** Start Dataset excerpts **

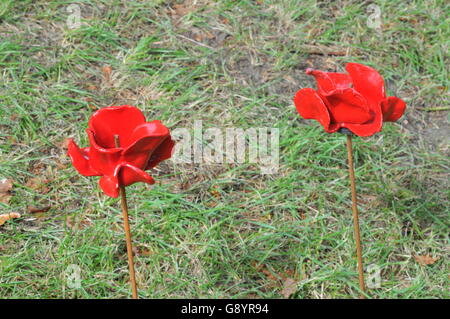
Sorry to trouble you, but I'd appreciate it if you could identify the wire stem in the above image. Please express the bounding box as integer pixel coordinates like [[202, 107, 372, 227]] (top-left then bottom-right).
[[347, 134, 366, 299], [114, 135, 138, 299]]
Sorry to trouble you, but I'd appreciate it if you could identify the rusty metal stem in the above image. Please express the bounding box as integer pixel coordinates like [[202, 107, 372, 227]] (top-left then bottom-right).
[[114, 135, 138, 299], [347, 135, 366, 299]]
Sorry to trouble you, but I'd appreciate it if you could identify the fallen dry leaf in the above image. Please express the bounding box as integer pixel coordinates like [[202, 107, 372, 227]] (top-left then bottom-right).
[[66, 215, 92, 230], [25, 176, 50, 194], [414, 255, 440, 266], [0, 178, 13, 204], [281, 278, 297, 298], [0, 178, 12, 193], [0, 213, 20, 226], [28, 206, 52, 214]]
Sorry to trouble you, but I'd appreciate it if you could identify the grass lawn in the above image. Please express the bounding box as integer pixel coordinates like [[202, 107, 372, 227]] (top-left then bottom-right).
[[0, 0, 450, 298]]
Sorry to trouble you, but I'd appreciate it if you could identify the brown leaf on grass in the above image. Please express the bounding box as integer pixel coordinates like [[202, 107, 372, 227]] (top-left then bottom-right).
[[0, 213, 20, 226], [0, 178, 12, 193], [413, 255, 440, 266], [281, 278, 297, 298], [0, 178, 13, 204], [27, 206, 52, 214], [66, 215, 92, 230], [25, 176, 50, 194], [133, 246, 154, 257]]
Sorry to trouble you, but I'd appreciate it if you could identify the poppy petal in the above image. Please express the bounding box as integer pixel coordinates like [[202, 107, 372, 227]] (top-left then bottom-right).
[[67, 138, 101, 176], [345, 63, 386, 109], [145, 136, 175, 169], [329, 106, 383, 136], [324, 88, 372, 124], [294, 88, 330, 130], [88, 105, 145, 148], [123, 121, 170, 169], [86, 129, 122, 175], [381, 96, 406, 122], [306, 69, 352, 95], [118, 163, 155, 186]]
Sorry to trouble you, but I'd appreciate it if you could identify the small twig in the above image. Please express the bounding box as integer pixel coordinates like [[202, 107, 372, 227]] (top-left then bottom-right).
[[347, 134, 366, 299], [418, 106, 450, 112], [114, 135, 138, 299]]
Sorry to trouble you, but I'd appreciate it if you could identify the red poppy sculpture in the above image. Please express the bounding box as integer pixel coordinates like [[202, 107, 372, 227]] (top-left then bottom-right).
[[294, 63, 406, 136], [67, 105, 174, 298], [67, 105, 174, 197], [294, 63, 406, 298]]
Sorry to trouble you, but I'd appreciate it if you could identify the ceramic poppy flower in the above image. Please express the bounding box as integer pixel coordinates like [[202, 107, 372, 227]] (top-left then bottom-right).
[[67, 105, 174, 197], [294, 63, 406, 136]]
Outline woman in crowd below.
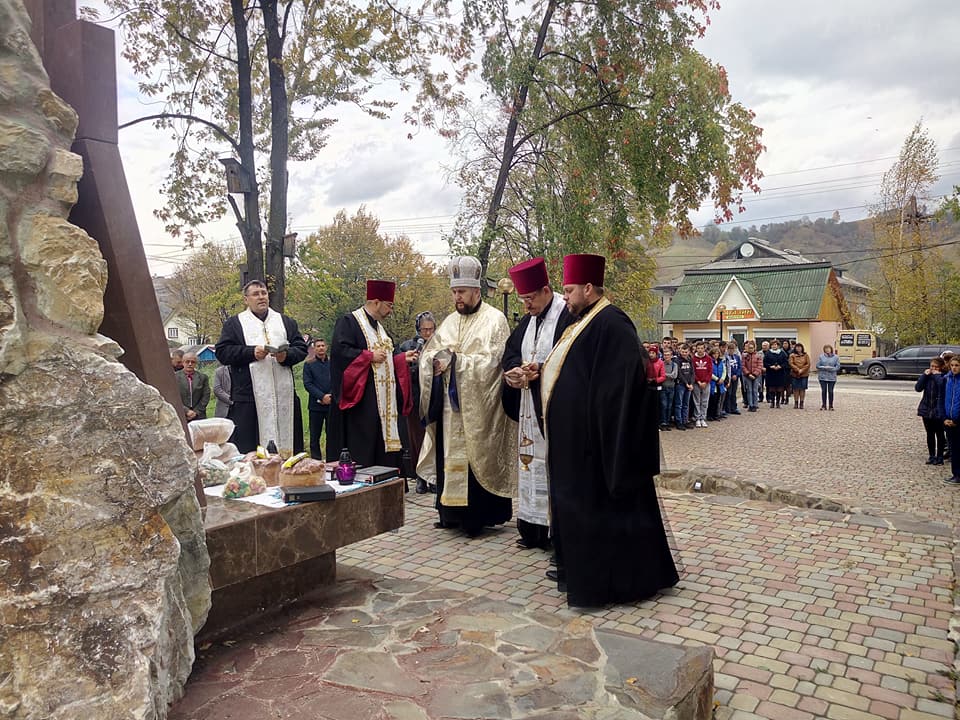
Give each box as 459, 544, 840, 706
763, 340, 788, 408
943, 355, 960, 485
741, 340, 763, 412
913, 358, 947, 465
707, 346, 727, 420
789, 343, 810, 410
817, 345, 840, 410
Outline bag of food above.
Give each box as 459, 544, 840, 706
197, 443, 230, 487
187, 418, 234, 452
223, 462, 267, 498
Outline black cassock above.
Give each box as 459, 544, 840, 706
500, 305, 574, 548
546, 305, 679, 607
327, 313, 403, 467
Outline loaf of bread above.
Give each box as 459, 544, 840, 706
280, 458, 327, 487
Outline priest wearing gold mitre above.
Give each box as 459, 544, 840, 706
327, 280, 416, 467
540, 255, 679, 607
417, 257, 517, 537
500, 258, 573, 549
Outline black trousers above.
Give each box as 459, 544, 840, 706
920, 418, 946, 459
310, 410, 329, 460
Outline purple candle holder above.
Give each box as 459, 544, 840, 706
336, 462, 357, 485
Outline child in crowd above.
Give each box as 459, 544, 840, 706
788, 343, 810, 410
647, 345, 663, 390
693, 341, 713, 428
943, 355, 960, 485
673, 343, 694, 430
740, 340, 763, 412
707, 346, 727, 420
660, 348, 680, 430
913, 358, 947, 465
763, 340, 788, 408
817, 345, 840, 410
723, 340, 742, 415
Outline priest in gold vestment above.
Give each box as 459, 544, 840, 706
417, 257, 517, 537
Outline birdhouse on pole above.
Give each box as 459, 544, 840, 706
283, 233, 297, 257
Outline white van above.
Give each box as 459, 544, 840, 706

** End Dataset excerpts **

Problem to work on = Swap "Outline" for "Mark" throughout the listing above and leave the rest unchanged. Omit the pictures from your answer.

Worked solution =
Sorry to trouble you, but I'd appreciate it if you could identify the wire stem in the above image. Please express the bounding box as integer pixel coordinates like [[202, 107, 372, 227]] (top-left then bottom-right).
[[347, 134, 366, 299], [114, 135, 138, 299]]
Sorry to trouble you, but I'd appreciate it if you could identify the rusty metal stem in the above image. Please express the bounding box as integer pixel coordinates like [[202, 107, 372, 227]] (top-left then bottom-right).
[[114, 135, 138, 299], [347, 135, 366, 299]]
Sorry to trouble you, but I'd appreciate it if you could identify the fallen dry leaf in the above image. Please express the bounding box as integer pixel coordinates like [[202, 107, 372, 227]] (top-left then bottom-right).
[[66, 215, 92, 230], [25, 176, 50, 194], [414, 255, 440, 266], [0, 178, 13, 204], [281, 278, 297, 298], [0, 178, 12, 193], [0, 213, 20, 226], [28, 206, 52, 214]]
Sorry to trouble you, but I'd appreciate it if you could identify the grass lawn in the above image. Please express the bounding box as integer pixel coordinates like [[202, 107, 372, 227]] (top-left then bottom-right).
[[0, 0, 450, 298]]
Sorry to trouble you, but I'd appreciate it if you could identify the brown leaf on grass in the above image. Please express the bounding box as integer pixel coordinates like [[202, 107, 372, 227]] (top-left then bottom-right).
[[0, 213, 20, 226], [0, 178, 12, 193], [413, 255, 440, 266], [281, 278, 297, 298], [0, 178, 13, 204], [27, 206, 52, 214], [66, 215, 92, 230], [25, 176, 50, 194], [133, 246, 154, 257]]
Sorry to trouble you, but I'd appreciate it if you could identify the poppy petal in the above image. Please express the bounding box as integer pixel coordinates like [[202, 107, 372, 227]] (top-left then bottom-right).
[[67, 138, 101, 176], [345, 63, 386, 109], [145, 136, 175, 169], [329, 106, 383, 136], [324, 88, 372, 124], [294, 88, 330, 130], [88, 105, 145, 148], [123, 121, 170, 169], [86, 129, 122, 175], [381, 96, 406, 122], [306, 69, 352, 95], [118, 163, 155, 186]]
Sorry to trouble you, but I'd appreciate it if you could identify the small twig in the above image. Please express the bounding box as integer pixel coordinates like [[202, 107, 372, 227]] (top-left then bottom-right).
[[347, 134, 366, 299], [418, 106, 450, 112], [114, 135, 138, 299]]
Sorry to trouble you, but I'd appreciate it if you could identify the red poppy sculpture in the above image. Please express the bounding box as integer pixel coordinates like [[202, 107, 372, 227]] (top-left then bottom-right).
[[294, 63, 406, 136], [67, 105, 174, 298], [67, 105, 174, 197], [294, 63, 406, 298]]
Sorry to trouble you, but I'd appreciate it if you could identify the ceramic poppy flower in the above image. Please express the bounding box as integer pixel coordinates like [[202, 107, 372, 227]] (top-left then bottom-right).
[[67, 105, 174, 197], [294, 63, 406, 136]]
Mark woman in crowd below.
Give each box as 459, 544, 840, 706
763, 340, 788, 408
943, 355, 960, 485
741, 340, 763, 412
913, 358, 947, 465
707, 346, 727, 420
789, 343, 810, 410
817, 345, 840, 410
Mark bag of food above.
Give each box as 459, 544, 840, 706
197, 443, 230, 487
187, 418, 234, 452
223, 462, 267, 498
Mark black cassock above.
Give each box as 459, 544, 840, 706
500, 305, 574, 548
546, 305, 679, 607
327, 313, 403, 467
Mark loaf of bread above.
Give each box as 459, 544, 840, 706
280, 458, 327, 487
Mark priest wearing gold mitre above.
Give each box as 459, 544, 840, 706
327, 280, 416, 467
540, 255, 679, 607
417, 257, 517, 537
500, 258, 573, 549
Mark black trousers above.
Give each box as 459, 544, 840, 706
920, 418, 946, 459
310, 410, 329, 460
Mark purple candle holder above.
Give each box as 459, 544, 840, 706
336, 462, 357, 485
Mark child in crowd above.
Give each box as 459, 544, 840, 706
788, 343, 810, 410
647, 345, 663, 390
693, 341, 713, 428
943, 355, 960, 485
673, 343, 694, 430
740, 340, 763, 412
707, 346, 727, 420
660, 348, 680, 430
913, 358, 947, 465
763, 340, 788, 408
817, 345, 840, 410
723, 340, 742, 415
Mark priest in gold vestment above.
Give each box as 459, 544, 840, 706
417, 257, 517, 537
Mark birdhouse on pole above.
Give each box as 459, 544, 840, 706
283, 233, 297, 257
Mark white van above.
Give each box as 459, 544, 840, 706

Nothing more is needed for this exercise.